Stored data
════════════════

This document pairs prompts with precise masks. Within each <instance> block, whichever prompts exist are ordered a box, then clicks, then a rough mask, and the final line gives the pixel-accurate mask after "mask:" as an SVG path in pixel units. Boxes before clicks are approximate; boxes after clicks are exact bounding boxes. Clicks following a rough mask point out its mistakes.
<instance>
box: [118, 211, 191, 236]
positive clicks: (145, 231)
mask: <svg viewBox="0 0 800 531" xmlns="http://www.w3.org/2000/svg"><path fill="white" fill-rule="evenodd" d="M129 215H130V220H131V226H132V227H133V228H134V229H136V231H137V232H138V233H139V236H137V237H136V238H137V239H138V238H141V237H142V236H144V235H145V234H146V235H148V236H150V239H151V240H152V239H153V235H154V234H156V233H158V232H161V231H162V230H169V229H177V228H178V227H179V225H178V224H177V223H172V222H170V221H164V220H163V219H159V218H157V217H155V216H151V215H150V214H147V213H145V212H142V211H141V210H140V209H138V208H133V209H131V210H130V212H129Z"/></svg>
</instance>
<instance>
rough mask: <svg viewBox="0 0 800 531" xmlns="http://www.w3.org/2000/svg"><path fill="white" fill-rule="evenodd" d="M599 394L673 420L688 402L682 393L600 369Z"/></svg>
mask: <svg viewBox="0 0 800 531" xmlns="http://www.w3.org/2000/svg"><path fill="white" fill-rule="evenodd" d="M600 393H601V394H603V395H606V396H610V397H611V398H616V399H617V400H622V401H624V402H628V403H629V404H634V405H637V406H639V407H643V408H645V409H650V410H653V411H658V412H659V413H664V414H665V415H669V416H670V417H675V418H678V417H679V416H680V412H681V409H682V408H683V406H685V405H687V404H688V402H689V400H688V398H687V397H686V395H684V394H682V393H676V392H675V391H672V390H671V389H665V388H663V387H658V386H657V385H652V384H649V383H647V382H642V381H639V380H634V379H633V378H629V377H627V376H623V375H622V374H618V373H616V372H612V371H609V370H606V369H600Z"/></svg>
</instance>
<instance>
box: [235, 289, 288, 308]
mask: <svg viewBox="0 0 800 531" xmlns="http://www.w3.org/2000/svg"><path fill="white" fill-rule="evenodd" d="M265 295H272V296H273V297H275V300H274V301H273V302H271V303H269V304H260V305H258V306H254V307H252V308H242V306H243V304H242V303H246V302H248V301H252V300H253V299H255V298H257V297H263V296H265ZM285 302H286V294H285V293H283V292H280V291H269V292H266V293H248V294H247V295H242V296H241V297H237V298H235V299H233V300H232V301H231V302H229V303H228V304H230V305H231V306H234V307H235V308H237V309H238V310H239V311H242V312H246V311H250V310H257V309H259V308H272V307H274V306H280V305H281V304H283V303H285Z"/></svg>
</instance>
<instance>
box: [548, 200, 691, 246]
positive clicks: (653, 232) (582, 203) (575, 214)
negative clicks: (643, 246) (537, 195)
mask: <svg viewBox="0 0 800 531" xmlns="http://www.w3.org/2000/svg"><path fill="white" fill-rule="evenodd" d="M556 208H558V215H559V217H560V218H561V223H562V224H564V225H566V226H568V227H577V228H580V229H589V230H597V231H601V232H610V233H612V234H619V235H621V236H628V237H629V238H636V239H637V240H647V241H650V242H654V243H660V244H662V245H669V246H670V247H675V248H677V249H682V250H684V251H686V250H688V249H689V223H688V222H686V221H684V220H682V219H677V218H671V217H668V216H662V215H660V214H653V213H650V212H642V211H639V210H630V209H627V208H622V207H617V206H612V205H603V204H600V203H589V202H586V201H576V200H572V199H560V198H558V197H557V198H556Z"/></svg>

════════════════

= Aim of the task =
Turn the stored data above into a Markdown table with the columns Row and Line. Give each nonblank line its own numbered row.

= Result below =
| Row | Line |
|---|---|
| 1 | This document pairs prompts with precise masks. Within each <instance> block, whichever prompts exist are ordered a box, then clicks, then a rough mask, and the final line gives the pixel-accurate mask after "mask:" as an SVG path in pixel units. Boxes before clicks are approximate; boxes after clicks are exact bounding boxes. Clicks following a rough mask point out its mistakes. |
| 2 | <instance> |
| 3 | box: [118, 211, 191, 236] |
| 4 | positive clicks: (145, 231) |
| 5 | mask: <svg viewBox="0 0 800 531" xmlns="http://www.w3.org/2000/svg"><path fill="white" fill-rule="evenodd" d="M129 215H130V220H131V226H132V227H133V228H134V229H136V231H137V232H138V233H139V236H137V237H136V238H137V239H138V238H141V237H142V236H144V235H145V234H146V235H148V236H150V239H151V240H152V239H153V235H154V234H156V233H158V232H161V231H162V230H169V229H177V228H178V227H179V225H178V224H177V223H172V222H170V221H164V220H163V219H159V218H157V217H155V216H151V215H150V214H147V213H145V212H142V211H141V210H140V209H138V208H133V209H131V210H130V212H129Z"/></svg> |
| 6 | </instance> |
| 7 | <instance> |
| 8 | rough mask: <svg viewBox="0 0 800 531" xmlns="http://www.w3.org/2000/svg"><path fill="white" fill-rule="evenodd" d="M599 394L673 420L688 402L682 393L600 369Z"/></svg> |
| 9 | mask: <svg viewBox="0 0 800 531" xmlns="http://www.w3.org/2000/svg"><path fill="white" fill-rule="evenodd" d="M600 393H601V394H603V395H606V396H610V397H611V398H616V399H617V400H622V401H624V402H628V403H629V404H634V405H637V406H639V407H643V408H645V409H650V410H653V411H658V412H659V413H664V414H665V415H669V416H670V417H675V418H678V417H679V416H680V412H681V409H682V408H683V406H685V405H687V404H688V402H689V400H688V398H687V397H686V395H684V394H682V393H676V392H675V391H672V390H671V389H665V388H663V387H658V386H657V385H652V384H649V383H647V382H642V381H639V380H634V379H633V378H629V377H627V376H623V375H622V374H618V373H616V372H612V371H609V370H606V369H600Z"/></svg> |
| 10 | </instance> |
| 11 | <instance> |
| 12 | box: [235, 289, 288, 308] |
| 13 | mask: <svg viewBox="0 0 800 531" xmlns="http://www.w3.org/2000/svg"><path fill="white" fill-rule="evenodd" d="M265 295H272V296H273V297H275V300H274V301H273V302H271V303H269V304H260V305H258V306H254V307H252V308H242V306H243V304H242V303H246V302H248V301H252V300H253V299H255V298H257V297H263V296H265ZM285 302H286V294H285V293H283V292H280V291H269V292H266V293H248V294H247V295H242V296H241V297H237V298H235V299H233V300H232V301H231V302H229V303H228V304H230V305H231V306H234V307H235V308H237V309H238V310H239V311H242V312H246V311H250V310H257V309H259V308H272V307H274V306H280V305H281V304H283V303H285Z"/></svg> |
| 14 | </instance> |
| 15 | <instance> |
| 16 | box: [548, 200, 691, 246] |
| 17 | positive clicks: (653, 232) (582, 203) (575, 214) |
| 18 | negative clicks: (643, 246) (537, 195) |
| 19 | mask: <svg viewBox="0 0 800 531" xmlns="http://www.w3.org/2000/svg"><path fill="white" fill-rule="evenodd" d="M556 208H558V215H559V217H560V218H561V223H562V224H564V225H566V226H568V227H577V228H580V229H589V230H597V231H601V232H610V233H612V234H619V235H621V236H628V237H629V238H636V239H637V240H647V241H650V242H654V243H660V244H662V245H669V246H670V247H675V248H677V249H682V250H684V251H686V250H688V249H689V223H688V222H686V221H684V220H682V219H677V218H671V217H668V216H662V215H660V214H653V213H650V212H642V211H639V210H630V209H627V208H622V207H617V206H612V205H603V204H600V203H589V202H586V201H576V200H572V199H560V198H558V197H557V198H556Z"/></svg> |